* Stated exercise A: In the thread on A5/1 rainbow tables below, how many overlapping 64-bit key stream segments does each 114-bit segment provide?

* Document section:
Sylv1,
the short answer to your questions on table generation is:
http://reflextor.com/trac/a51/wiki/TableStructure
The lookups are done using 64 bit of known key stream. Each 114 bit
segment provides for 51 overlapping 64 bit key stream segments.
Happy Thanksgiving,
-Karsten
On Nov 26, 2009, at 9:12 AM, Sylv1 wrote:
> Hey,
> thks for the answer.
> I still come with some more consideration and misunderstanding ^^.
>
> You meen that we use a RT that used the same reduction function
> until we reach a dinstiguishing point and then we change the
> reduction function? But when the chain stops in this case? Are
> chains all the same length as in standard oechslin RT?
> What are the reasons to choose this structure and not standard
> Oechslin RT with different reduction function each step?
>
> For the RR message, i still don't understand. When i will eavesdropp
> on GSM messages (lot of work do be done to be able to syncronize ^^)
> i will get 4 114-bits messages representing the CiphermodeComplete
> right? Then i would xor that ciphertext with the known plaintext and
> get 4 114-bits frame of keystream. If i understand well what u
> explained, i have to create keystreams samples of this messages and
> do the lookup with this mesages. Wouldn't there be some false
> positiv with repsect to a lookup in tables mapping Initial states to
> 114-bits keystream messages? Or is there something that i've missed?
>
> Thanks
> regards,
> Sylv1
>
> --- On Wed, 11/25/09, sascha <[email protected]> wrote:
>
> From: sascha <[email protected]>
> Subject: Re: [A51] theoretical questions
> To: [email protected]
> Date: Wednesday, November 25, 2009, 12:53 PM
>
> On Wed, Nov 25, 2009 at 02:27:15AM -0800, Sylv1 wrote:
> > Hey all, waiting for a new computer to install my gtx260 (older
> was not powerfull enough and overheat :-s) im going into the
> theoritical stuff.
> > I have some questions. The project is using rainbow tables. Is
> this the version presented by Philippe Oechslin? Or is it just the
> standard time-memory tradoff from Hellman?From what i know about
> rainbow table, it is only a big table with a reduction function
> different for each column of the table. Advantages of rainbow table
> is that merging can only occurs at the same level due to the
> different reduction function between level (by level i mean column
> of the table).Now for this project, we are talking of generating
> 2^(8.5) tables. So this is not a unique rainbow table right? What is
> the goal of having more than one table if we use so-called rainbow
> table? Can anyone explain to me?Maybe the goal is to decrease the
> look-up time that is in theory N^(2/3) (N the keyspace size) by
> having a smaller N value and get a distributed lookup within more
> than one rainbow table? Can a1 confirm (or not)?
>
> Each table is an oechslin rainbow table with the variation that the
> round function does not change every column, but only when there is
> a distinguished point of 15 bits.
> We have more than 1 table, because this makes a distributed lookup
> possible.

Annotation records:
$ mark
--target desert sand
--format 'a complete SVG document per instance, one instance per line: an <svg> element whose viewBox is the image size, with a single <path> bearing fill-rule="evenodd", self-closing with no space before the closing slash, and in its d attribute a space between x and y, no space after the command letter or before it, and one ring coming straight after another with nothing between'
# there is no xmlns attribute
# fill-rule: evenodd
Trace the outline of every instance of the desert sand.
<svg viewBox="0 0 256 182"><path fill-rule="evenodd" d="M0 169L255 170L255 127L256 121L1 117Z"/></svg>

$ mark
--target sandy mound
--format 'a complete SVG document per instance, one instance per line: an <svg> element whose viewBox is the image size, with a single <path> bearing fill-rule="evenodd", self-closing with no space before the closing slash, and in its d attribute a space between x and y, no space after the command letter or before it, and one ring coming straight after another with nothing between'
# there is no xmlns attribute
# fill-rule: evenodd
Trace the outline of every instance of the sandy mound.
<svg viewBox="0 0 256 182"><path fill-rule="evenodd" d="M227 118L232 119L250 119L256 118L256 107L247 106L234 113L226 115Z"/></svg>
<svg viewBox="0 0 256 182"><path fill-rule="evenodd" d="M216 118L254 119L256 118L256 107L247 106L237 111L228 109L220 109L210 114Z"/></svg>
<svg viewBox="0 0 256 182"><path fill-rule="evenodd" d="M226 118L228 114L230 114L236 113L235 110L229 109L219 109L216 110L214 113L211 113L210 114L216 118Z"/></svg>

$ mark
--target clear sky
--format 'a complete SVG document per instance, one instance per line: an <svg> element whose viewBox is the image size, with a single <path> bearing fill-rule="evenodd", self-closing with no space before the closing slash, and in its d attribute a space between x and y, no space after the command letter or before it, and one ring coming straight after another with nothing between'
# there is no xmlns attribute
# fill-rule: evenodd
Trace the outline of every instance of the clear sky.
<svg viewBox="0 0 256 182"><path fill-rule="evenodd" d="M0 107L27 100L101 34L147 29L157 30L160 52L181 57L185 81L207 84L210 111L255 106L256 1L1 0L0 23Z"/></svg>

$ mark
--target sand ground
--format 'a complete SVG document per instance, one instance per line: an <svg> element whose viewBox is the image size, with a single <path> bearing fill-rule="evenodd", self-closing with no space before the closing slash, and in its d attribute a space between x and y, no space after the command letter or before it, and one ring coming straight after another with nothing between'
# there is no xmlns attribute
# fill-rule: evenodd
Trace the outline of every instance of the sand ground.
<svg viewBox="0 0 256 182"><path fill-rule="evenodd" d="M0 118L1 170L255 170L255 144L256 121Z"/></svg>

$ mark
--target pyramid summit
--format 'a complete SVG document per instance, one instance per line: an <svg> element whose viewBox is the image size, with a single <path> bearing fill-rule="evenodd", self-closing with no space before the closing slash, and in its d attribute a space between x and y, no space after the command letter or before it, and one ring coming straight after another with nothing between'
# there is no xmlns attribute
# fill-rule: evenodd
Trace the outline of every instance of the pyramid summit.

* Stated exercise B: How many lines of the records above contain the string "clear"? Reply with the number only.

* Result A: 51

* Result B: 2